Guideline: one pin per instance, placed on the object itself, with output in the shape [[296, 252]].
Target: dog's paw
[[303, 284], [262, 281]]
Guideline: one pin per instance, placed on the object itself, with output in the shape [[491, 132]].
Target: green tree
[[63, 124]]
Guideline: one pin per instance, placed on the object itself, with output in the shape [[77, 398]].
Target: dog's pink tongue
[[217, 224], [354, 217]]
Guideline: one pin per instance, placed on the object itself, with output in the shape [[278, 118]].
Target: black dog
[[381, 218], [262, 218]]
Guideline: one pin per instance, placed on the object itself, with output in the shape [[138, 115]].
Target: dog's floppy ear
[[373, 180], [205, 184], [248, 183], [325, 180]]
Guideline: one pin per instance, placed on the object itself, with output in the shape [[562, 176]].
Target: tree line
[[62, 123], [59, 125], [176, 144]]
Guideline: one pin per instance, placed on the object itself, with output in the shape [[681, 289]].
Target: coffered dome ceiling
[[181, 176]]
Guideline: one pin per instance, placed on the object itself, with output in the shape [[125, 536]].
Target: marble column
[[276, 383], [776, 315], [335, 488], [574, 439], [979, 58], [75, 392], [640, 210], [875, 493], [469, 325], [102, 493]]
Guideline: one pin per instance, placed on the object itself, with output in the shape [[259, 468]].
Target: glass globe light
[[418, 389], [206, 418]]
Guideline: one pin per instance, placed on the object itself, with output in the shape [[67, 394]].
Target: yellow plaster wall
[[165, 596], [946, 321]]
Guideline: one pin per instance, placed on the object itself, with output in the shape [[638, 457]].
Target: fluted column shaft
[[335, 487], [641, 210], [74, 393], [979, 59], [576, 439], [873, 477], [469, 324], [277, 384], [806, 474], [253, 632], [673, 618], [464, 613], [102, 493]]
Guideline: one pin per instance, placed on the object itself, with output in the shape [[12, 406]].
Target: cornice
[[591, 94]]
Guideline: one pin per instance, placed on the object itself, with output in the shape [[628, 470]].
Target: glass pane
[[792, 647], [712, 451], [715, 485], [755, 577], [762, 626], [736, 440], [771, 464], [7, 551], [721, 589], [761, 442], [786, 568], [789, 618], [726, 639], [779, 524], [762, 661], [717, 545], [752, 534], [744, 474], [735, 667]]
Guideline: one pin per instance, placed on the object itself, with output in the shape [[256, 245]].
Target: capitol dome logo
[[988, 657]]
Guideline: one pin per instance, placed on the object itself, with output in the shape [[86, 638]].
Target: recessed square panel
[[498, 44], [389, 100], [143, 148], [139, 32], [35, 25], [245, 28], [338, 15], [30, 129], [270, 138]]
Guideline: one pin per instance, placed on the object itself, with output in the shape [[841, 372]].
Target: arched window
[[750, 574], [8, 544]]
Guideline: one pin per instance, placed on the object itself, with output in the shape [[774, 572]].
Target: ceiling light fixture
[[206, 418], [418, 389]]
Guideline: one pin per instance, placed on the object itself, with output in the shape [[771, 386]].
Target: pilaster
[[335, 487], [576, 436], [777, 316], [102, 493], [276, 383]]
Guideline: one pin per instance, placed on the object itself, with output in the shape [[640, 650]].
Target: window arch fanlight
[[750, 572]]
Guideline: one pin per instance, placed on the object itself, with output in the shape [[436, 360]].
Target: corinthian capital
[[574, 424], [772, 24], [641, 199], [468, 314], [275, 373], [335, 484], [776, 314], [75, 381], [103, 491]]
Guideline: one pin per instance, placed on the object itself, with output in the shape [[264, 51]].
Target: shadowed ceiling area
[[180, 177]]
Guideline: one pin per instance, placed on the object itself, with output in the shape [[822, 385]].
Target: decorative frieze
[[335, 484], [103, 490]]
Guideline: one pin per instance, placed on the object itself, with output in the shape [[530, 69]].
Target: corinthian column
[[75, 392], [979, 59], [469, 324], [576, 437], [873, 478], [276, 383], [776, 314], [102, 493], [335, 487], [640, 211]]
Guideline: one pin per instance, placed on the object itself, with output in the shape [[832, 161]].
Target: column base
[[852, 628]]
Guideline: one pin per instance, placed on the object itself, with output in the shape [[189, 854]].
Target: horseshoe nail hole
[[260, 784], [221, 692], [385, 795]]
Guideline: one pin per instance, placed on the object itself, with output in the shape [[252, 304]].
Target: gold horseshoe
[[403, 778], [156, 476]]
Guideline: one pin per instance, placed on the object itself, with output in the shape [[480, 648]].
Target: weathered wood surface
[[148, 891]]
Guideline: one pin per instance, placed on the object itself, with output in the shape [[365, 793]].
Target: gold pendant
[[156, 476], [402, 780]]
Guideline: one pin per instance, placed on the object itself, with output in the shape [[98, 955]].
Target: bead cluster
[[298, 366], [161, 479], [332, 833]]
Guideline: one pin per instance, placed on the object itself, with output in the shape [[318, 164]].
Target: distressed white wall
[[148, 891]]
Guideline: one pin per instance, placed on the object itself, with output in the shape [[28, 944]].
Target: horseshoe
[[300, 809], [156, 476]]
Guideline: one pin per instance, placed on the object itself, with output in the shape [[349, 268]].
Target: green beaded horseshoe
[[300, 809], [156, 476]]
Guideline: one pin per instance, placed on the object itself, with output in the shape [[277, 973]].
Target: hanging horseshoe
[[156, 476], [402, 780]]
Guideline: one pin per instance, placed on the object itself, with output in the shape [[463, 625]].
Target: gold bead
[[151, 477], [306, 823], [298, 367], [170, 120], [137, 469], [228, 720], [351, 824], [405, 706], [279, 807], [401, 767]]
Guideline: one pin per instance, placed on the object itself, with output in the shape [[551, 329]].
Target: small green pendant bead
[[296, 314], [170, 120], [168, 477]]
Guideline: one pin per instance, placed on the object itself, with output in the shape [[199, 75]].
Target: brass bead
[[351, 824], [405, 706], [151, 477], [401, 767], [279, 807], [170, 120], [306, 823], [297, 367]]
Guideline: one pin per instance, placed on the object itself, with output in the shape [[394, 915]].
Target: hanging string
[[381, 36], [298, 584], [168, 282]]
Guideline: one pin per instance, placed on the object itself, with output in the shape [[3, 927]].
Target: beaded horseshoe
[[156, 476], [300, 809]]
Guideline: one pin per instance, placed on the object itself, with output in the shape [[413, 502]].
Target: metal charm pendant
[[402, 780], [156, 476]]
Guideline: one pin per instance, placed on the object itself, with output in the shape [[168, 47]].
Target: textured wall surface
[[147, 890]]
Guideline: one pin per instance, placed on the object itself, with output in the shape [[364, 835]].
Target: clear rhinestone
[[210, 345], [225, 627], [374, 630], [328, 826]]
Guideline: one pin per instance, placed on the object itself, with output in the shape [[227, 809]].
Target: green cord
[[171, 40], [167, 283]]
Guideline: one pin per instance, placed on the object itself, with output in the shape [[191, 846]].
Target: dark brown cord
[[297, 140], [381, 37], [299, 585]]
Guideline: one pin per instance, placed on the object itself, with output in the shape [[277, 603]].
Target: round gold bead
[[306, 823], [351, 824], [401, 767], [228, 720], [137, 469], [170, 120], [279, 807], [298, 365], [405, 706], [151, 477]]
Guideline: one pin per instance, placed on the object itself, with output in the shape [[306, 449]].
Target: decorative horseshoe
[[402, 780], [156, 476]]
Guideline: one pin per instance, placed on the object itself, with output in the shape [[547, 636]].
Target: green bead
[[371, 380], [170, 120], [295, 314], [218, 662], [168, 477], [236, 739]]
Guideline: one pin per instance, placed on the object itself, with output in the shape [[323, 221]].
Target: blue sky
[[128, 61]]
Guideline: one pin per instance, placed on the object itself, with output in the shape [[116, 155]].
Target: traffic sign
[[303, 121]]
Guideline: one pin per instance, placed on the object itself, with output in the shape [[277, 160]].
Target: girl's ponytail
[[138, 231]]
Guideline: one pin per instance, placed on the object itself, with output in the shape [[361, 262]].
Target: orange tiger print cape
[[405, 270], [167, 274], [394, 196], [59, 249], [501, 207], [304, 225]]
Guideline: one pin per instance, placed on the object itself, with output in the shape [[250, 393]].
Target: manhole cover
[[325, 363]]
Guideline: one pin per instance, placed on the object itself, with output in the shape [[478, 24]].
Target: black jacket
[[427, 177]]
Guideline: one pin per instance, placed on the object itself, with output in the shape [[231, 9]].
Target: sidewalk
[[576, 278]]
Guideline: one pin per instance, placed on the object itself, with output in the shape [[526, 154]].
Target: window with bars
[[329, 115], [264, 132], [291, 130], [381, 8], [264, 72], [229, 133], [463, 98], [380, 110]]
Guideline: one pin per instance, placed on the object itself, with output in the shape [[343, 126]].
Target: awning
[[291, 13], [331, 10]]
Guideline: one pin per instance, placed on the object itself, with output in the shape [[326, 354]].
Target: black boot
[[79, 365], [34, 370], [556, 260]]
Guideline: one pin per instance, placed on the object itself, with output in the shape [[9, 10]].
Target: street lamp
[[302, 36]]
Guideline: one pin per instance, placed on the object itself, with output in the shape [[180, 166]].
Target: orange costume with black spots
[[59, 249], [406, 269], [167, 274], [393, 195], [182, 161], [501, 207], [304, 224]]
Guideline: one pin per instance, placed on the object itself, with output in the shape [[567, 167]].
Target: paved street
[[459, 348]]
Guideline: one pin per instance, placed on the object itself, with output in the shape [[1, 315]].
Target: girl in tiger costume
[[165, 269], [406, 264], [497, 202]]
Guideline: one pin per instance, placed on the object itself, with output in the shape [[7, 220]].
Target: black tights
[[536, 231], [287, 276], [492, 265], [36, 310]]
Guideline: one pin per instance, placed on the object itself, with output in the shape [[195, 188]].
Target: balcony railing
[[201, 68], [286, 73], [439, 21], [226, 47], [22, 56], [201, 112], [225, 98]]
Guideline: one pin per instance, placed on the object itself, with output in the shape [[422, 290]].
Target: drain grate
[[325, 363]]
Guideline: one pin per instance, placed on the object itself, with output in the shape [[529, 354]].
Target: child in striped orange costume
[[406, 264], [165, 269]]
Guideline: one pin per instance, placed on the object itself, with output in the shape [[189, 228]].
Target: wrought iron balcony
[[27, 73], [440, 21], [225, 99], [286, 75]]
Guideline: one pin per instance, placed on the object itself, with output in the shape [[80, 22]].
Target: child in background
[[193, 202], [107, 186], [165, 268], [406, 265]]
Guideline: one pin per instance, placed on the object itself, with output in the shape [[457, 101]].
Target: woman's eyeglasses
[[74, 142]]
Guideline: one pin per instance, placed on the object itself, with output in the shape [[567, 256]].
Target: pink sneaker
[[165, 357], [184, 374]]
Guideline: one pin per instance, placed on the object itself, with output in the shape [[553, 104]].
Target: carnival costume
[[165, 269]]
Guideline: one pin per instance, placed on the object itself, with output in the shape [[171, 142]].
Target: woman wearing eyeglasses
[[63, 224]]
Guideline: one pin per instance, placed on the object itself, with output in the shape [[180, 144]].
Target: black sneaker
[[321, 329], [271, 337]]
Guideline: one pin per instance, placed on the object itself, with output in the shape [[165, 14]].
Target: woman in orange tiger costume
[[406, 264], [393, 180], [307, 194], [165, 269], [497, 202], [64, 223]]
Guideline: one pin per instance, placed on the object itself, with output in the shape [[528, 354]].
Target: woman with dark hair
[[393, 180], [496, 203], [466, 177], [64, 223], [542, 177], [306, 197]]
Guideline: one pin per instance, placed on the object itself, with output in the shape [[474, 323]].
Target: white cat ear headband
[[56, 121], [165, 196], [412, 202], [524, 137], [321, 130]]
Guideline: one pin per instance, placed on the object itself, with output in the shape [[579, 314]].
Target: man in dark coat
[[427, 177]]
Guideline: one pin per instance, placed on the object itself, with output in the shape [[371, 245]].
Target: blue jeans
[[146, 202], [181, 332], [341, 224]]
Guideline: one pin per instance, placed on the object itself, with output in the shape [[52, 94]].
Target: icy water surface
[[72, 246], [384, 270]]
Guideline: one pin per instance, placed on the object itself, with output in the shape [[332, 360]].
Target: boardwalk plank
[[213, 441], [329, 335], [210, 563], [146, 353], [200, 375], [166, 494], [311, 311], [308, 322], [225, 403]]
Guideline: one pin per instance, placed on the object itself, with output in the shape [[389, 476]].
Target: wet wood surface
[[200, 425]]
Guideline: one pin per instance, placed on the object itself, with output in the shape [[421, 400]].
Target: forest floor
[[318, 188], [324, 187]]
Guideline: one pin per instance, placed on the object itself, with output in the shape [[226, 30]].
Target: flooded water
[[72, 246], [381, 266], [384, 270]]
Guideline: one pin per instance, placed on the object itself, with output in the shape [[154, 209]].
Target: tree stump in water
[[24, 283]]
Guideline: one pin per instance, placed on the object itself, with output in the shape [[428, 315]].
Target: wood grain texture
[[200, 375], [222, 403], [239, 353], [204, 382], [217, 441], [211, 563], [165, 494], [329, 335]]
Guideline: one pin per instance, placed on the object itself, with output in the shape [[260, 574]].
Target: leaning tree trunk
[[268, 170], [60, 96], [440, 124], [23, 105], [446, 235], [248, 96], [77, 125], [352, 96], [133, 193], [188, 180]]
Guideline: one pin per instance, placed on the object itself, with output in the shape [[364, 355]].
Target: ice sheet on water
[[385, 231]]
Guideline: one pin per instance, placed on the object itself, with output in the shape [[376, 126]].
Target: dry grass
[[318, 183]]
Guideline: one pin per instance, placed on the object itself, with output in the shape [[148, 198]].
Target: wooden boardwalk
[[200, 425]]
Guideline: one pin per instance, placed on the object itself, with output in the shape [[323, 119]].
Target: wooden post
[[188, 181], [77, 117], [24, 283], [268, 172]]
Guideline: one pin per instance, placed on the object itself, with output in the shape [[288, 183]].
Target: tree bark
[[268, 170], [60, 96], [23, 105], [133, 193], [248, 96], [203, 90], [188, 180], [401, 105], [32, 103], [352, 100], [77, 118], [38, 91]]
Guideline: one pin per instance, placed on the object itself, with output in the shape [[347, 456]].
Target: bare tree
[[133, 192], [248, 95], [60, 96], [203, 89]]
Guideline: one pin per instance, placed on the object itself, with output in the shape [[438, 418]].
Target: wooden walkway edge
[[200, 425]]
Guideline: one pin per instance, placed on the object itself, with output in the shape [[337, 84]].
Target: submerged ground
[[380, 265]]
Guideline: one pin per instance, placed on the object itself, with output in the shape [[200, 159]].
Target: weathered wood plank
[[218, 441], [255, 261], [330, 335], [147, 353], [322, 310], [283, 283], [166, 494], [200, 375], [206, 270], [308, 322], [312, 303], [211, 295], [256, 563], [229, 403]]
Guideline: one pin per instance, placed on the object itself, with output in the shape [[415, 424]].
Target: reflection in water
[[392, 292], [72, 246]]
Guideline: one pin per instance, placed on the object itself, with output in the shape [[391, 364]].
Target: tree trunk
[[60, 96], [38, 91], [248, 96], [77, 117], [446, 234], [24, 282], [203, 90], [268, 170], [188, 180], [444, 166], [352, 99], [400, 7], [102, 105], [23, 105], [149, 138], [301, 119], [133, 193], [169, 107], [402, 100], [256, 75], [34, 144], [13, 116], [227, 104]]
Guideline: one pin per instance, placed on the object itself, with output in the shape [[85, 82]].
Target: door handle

────────────────────

# EXERCISE DETAILS:
Shift everything from the start of the material down to the line containing "[[63, 124]]", both ends included. Repeat every line, adding 138 to each coordinate in the point lists that stand on lines of their own, and leave the sample shapes after "Guideline:" as they are.

# WORKED ANSWER:
Guideline: one pin per instance, placed on the object itself, with output in the shape [[296, 252]].
Target: dog's paw
[[441, 422], [400, 419]]
Guideline: one pin per instance, placed on the object itself, with output in the shape [[491, 132]].
Target: green tree
[[201, 262]]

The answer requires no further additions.